**Work item:**
Each line in the entries that has the word "cloth" has to be copied.

===== Provided material =====

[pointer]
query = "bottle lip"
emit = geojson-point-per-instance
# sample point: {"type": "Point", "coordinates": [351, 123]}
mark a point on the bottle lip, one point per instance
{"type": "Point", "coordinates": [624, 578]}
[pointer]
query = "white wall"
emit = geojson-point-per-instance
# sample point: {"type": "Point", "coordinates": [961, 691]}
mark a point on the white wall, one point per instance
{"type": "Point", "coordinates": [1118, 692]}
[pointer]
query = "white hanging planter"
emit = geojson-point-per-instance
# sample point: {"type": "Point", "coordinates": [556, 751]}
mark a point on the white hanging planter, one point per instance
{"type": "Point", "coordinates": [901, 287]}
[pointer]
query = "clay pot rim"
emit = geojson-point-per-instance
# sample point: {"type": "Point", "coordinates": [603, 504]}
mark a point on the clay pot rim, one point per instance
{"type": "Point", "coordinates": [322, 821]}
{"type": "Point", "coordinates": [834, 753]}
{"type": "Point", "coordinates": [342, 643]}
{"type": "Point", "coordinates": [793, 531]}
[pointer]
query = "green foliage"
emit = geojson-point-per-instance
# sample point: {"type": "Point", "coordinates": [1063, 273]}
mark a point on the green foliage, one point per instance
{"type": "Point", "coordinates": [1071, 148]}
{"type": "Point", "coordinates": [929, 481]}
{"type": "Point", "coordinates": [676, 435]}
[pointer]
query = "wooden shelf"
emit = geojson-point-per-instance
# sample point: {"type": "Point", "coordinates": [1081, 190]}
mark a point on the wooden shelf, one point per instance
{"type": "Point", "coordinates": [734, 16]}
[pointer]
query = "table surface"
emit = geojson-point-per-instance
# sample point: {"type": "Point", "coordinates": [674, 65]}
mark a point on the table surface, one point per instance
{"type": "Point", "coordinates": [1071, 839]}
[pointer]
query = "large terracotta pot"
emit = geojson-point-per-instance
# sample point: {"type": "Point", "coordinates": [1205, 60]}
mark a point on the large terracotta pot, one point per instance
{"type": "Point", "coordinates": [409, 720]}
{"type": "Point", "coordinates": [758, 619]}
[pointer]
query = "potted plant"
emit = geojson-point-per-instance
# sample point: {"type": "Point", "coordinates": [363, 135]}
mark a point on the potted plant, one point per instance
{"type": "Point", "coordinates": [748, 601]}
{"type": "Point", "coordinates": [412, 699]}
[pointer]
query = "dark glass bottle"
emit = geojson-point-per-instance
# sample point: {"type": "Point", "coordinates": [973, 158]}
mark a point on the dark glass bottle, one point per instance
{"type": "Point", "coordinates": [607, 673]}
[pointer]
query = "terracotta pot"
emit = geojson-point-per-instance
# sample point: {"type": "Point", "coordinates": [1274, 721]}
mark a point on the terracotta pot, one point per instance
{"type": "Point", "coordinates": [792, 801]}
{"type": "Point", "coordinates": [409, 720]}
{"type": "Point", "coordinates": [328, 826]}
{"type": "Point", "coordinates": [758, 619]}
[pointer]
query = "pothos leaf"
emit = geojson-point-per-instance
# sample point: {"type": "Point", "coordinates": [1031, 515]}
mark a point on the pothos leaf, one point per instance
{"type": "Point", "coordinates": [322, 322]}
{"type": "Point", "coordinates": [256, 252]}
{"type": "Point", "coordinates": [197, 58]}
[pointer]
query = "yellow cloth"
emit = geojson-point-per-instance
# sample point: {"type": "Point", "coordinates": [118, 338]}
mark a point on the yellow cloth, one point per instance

=====

**Solution for this exercise:**
query = "yellow cloth"
mark a point on the yellow cloth, one point per instance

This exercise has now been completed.